**Description of the task**
Could you retype all of the material below, word for word and line for line?

Labeled area outline items:
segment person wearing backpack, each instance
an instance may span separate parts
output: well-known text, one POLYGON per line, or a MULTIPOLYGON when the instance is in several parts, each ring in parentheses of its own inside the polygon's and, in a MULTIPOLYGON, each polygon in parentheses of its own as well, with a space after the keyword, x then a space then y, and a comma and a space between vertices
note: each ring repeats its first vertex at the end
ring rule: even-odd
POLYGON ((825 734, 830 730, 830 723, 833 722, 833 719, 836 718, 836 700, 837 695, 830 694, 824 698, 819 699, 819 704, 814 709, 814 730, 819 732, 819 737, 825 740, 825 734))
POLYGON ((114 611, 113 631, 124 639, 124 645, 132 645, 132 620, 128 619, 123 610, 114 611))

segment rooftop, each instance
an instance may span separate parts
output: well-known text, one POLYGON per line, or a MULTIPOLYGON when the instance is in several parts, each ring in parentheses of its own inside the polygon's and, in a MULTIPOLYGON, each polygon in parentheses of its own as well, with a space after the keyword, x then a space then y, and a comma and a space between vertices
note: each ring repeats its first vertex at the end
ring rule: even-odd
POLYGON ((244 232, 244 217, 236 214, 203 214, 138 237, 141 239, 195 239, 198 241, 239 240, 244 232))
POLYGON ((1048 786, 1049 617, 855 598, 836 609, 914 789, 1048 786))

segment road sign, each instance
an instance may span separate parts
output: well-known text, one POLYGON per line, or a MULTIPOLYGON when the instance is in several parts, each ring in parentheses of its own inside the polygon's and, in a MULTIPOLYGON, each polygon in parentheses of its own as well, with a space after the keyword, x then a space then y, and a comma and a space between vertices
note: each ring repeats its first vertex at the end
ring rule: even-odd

**Reply to the task**
segment person wearing backpack, each instance
an instance may span separate parts
output: well-known text, one POLYGON per line, or a MULTIPOLYGON when the instance is in several parts, each ring in parentheses of its own inside the polygon's and, in a MULTIPOLYGON, each polygon in parentheses of its own as well, with a space after the keyword, x then a space then y, and a comma and a space between vertices
note: each ring repeats its first vertex at the end
ring rule: even-odd
POLYGON ((825 734, 830 730, 830 723, 833 722, 833 719, 836 718, 836 700, 837 695, 830 694, 824 698, 819 699, 819 704, 814 709, 814 730, 819 732, 819 737, 825 740, 825 734))
POLYGON ((114 611, 113 631, 124 639, 124 645, 132 645, 132 620, 128 619, 123 610, 114 611))

segment rooftop, each instance
an instance may span separate parts
output: well-known text, one POLYGON per line, or a MULTIPOLYGON when the instance is in several parts, each ring in parentheses of its own inside the polygon's and, in a MULTIPOLYGON, each polygon in parentheses of its own as well, with a space after the keyword, x then a space then y, and a comma and a space between vertices
note: each ring repeats its first vertex at the end
ring rule: even-odd
POLYGON ((244 232, 244 217, 236 214, 203 214, 138 237, 141 239, 195 239, 198 241, 239 240, 244 232))
POLYGON ((1048 786, 1049 617, 855 598, 836 609, 914 789, 1048 786))

segment road sign, each instance
an instance may span separate parts
output: well-known text, one POLYGON per line, or a MULTIPOLYGON when the instance is in several parts, each ring in parentheses of its own inside the polygon's and, in a MULTIPOLYGON, each polygon in parentheses of its own as well, with a space after the keyword, x then a space then y, and a comma and a space between vertices
note: each ring repeats its first vertex at the end
ring rule: even-odd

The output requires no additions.